**WRITTEN REQUEST**
Could you rewrite all the lines below as a numbered list, leaving out any blank lines?

**DATASET**

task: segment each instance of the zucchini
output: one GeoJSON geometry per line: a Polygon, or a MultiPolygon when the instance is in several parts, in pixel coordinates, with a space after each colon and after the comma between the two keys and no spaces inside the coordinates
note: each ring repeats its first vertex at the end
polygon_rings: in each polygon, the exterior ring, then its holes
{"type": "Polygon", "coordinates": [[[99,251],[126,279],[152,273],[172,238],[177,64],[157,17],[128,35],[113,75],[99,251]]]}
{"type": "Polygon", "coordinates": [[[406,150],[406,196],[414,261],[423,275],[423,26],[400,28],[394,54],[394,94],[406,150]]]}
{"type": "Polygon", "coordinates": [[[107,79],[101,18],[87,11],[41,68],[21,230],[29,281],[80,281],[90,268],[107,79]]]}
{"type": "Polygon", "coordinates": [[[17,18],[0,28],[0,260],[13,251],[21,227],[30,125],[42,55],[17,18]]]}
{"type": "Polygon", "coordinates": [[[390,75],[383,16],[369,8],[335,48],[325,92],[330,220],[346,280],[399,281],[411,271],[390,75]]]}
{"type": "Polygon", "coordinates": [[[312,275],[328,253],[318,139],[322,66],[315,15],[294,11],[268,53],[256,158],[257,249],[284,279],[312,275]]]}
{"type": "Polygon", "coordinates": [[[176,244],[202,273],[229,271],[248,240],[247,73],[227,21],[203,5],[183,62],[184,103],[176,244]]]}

**OUTPUT**
1. task: segment each instance of the zucchini
2. output: one GeoJSON geometry per line: a Polygon, or a MultiPolygon when the instance is in several parts, in pixel coordinates, with a space after each colon and after the comma between the two keys and no spaces inside the coordinates
3. note: each ring repeats its first vertex at the end
4. polygon_rings: in each polygon, the exterior ring, then its holes
5. {"type": "Polygon", "coordinates": [[[99,251],[126,279],[152,273],[172,238],[177,64],[157,17],[128,35],[113,75],[99,251]]]}
6. {"type": "Polygon", "coordinates": [[[406,150],[406,196],[414,261],[423,275],[423,26],[400,28],[394,54],[394,94],[406,150]]]}
7. {"type": "Polygon", "coordinates": [[[107,79],[101,18],[87,11],[41,68],[21,230],[29,281],[80,281],[90,268],[107,79]]]}
8. {"type": "Polygon", "coordinates": [[[17,18],[0,28],[0,260],[13,251],[21,227],[30,125],[42,55],[17,18]]]}
9. {"type": "Polygon", "coordinates": [[[390,75],[383,16],[369,8],[335,48],[325,92],[330,220],[346,280],[399,281],[411,271],[390,75]]]}
10. {"type": "Polygon", "coordinates": [[[312,275],[328,253],[318,139],[322,66],[315,15],[294,11],[268,53],[256,158],[257,249],[284,279],[312,275]]]}
11. {"type": "Polygon", "coordinates": [[[176,244],[202,273],[229,271],[248,240],[247,73],[227,21],[203,5],[183,62],[184,103],[176,244]]]}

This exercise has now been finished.